# Provided data
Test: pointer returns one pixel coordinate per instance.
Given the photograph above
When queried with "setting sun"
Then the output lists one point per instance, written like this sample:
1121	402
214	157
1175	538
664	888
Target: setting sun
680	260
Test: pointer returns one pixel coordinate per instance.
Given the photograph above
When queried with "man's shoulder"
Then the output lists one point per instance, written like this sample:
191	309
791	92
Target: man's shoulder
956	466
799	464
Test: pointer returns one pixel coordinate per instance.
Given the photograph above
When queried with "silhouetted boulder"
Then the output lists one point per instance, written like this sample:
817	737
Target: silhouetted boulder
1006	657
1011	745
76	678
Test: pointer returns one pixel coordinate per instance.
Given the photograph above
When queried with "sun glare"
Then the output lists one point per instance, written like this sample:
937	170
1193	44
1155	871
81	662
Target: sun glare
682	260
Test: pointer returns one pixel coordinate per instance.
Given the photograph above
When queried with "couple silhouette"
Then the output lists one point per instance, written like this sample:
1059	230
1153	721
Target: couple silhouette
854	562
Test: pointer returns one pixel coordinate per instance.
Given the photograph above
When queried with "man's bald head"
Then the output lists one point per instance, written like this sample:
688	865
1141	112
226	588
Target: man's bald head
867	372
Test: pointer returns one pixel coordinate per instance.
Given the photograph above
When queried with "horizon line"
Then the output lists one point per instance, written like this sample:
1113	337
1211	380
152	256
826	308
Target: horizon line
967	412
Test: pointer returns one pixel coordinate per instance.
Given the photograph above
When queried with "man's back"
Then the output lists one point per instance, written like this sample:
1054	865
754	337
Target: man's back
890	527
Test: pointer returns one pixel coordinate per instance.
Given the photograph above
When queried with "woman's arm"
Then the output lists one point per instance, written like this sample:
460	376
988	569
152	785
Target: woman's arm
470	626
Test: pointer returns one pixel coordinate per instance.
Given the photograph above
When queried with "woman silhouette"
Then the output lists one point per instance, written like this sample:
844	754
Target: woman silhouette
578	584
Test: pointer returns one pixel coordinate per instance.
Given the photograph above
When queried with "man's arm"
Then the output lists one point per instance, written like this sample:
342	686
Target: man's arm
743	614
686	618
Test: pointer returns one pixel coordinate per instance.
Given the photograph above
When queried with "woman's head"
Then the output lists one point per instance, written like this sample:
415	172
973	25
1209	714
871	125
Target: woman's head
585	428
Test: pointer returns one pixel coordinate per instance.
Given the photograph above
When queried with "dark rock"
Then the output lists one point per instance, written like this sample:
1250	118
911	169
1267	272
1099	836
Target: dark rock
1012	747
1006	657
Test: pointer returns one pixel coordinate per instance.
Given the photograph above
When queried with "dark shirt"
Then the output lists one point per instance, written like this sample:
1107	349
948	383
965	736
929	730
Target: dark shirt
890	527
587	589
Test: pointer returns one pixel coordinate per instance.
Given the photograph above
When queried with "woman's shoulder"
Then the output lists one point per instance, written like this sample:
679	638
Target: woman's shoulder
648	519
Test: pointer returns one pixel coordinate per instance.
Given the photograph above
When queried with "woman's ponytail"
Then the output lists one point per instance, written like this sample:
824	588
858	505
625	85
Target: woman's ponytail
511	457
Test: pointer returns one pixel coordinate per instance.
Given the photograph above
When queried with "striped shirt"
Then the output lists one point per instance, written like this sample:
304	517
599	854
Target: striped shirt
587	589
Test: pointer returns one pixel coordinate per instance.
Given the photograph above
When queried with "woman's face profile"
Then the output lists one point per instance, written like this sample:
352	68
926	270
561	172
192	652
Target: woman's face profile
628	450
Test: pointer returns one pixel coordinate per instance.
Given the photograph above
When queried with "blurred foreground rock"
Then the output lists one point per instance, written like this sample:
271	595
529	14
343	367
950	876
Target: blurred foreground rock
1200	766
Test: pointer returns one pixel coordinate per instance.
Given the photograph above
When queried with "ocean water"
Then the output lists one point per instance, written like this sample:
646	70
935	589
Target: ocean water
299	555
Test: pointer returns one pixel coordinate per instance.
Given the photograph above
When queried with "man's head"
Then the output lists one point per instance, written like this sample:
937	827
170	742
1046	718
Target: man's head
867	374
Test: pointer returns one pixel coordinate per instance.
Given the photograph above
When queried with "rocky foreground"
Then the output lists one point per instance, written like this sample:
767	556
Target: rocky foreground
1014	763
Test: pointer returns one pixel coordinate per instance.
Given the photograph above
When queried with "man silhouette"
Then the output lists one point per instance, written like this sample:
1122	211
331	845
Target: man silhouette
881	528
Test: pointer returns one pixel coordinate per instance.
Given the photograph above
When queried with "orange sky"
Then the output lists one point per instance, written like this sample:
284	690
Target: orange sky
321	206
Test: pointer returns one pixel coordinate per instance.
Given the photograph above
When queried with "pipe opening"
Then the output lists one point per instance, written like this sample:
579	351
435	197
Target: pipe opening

# What is expected
Set down the complete listing once more, exactly as it stands above.

# Solution to this exercise
Test: pointer returns one pixel coordinate per instance.
Given the photograph above
When queried with "setting sun"
Then the output lists one point per instance, written like this sample:
1121	402
214	157
1175	538
664	888
Target: setting sun
680	260
Test: pointer returns one pixel coordinate per instance.
Given the photograph above
When queried with "man's shoulder"
Then the output lists one point per instance, written like this sample:
191	309
791	92
Target: man's shoulder
956	466
799	464
Test: pointer returns one pixel coordinate per instance.
Given the photograph above
When queried with "silhouetted boulder"
Then the output lists one point per instance, written like this sample:
817	737
Target: silhouetted boulder
1006	657
1011	745
76	678
Test: pointer returns one pixel coordinate per instance.
Given the photograph above
When queried with "sun glare"
Then the output lists one point per instance, written like this sample:
937	170
1193	44
1155	871
81	662
Target: sun glare
682	260
Test: pointer returns one pixel coordinate per instance.
Given the photograph above
When queried with "couple silhouette"
Then the output lists one point per instance, written like this sample:
1059	230
1153	721
Target: couple silhouette
854	562
Test: pointer returns one pixel coordinate per instance.
Given the photograph above
When queried with "man's bald head"
Then the output lists one point per instance, written like this sample:
688	865
1141	112
226	588
Target: man's bald head
867	372
Test: pointer returns one pixel coordinate per instance.
Given the photograph above
When queried with "horizon line"
Then the output lists one point per instance, written like this sample:
1113	337
1211	380
152	256
826	308
Target: horizon line
967	412
Test: pointer returns one pixel coordinate per instance.
Given the photograph above
When queried with "man's back"
Then the output lists one point per instance, written like this sample:
1054	865
754	337
Target: man's back
890	527
Test: pointer returns one pixel coordinate per instance.
Given the photograph above
When queried with "woman's arm"
Then the output lists one point per instance, written like this sample:
460	376
988	569
152	785
Target: woman's arm
470	626
Test: pointer returns one pixel coordinate per instance.
Given the photograph above
When queried with "woman silhouette"
Then the output lists one point per instance, written like this sample:
844	754
Target: woman silhouette
578	584
Test: pointer returns one pixel coordinate per instance.
Given the photograph above
When queried with "man's arm"
Then the output lists one point per instance, written like this sample:
342	686
Target: man's arm
743	614
686	618
Test: pointer returns one pixel coordinate per instance.
Given the photograph above
When queried with "woman's head"
Then the output lists one point per instance, written like this sample:
415	172
973	25
1209	714
871	125
Target: woman's head
585	428
Test: pointer returns one pixel coordinate per instance.
Given the photograph above
When queried with "dark rock"
Then the output lists one point per instance, written like this sample:
1250	118
911	169
1267	272
1099	836
Target: dark rock
1012	747
1006	657
Test: pointer returns one pixel coordinate per instance.
Given the photograph above
When queried with "dark shirt"
Then the output lists one point per instance, written like this sample:
1107	349
948	383
965	736
929	730
Target: dark shirt
890	527
587	589
Test: pointer returns one pixel coordinate per instance.
Given the photograph above
When queried with "woman's shoulder"
Then the output lists one point per instance, written like this sample:
679	638
Target: woman's shoulder
648	519
Test: pointer returns one pixel coordinate per instance.
Given the photograph above
When queried with "woman's ponytail"
Then the output lists one point per instance, written like this sample:
824	588
858	505
625	85
Target: woman's ponytail
511	457
Test: pointer returns one pixel coordinate per instance.
Given the photograph above
When queried with "striped shirt"
Then the output lists one point per instance, written like this sample:
304	517
599	854
Target: striped shirt
587	589
Test: pointer returns one pixel coordinate per instance.
Given the photograph above
When queried with "woman's face profile"
Then the output lists one point per instance, written like this sample:
352	68
926	270
561	172
192	652
Target: woman's face profile
628	450
Test: pointer returns one pixel coordinate per instance.
Given the photograph above
When queried with "blurred foreground rock"
Then the output lists one point per instance, written like this sample:
271	595
529	14
343	367
950	876
Target: blurred foreground rock
1200	766
Test: pointer returns one pixel coordinate per instance.
Given the photograph above
When queried with "ocean water"
Then the output lists one point per instance, written like this sample:
646	70
935	589
Target: ocean water
299	555
Test: pointer returns one pixel coordinate per instance.
Given the photograph above
When queried with "man's head"
Then the output lists one point per instance, written like this sample:
937	827
170	742
1046	718
Target: man's head
867	374
Test: pointer returns one pixel coordinate per instance.
Given the photograph above
When queried with "rocky foreground"
Then the output lists one point per instance, written like this sample:
767	556
Target: rocky foreground
1014	763
Test: pointer returns one pixel coordinate per instance.
Given the photograph above
When queried with "man silhouette"
Then the output lists one point per instance, written like this sample:
1122	211
331	845
Target: man silhouette
881	528
Test: pointer returns one pixel coordinate per instance.
Given the photograph above
When queried with "orange sky"
Then the output lists one point per instance, written like this sample:
284	690
Target: orange sky
321	206
Test: pointer returns one pixel coordinate per instance.
Given the photograph above
When queried with "pipe opening"
Then the output lists one point per instance, written like this sample:
579	351
435	197
Target: pipe opening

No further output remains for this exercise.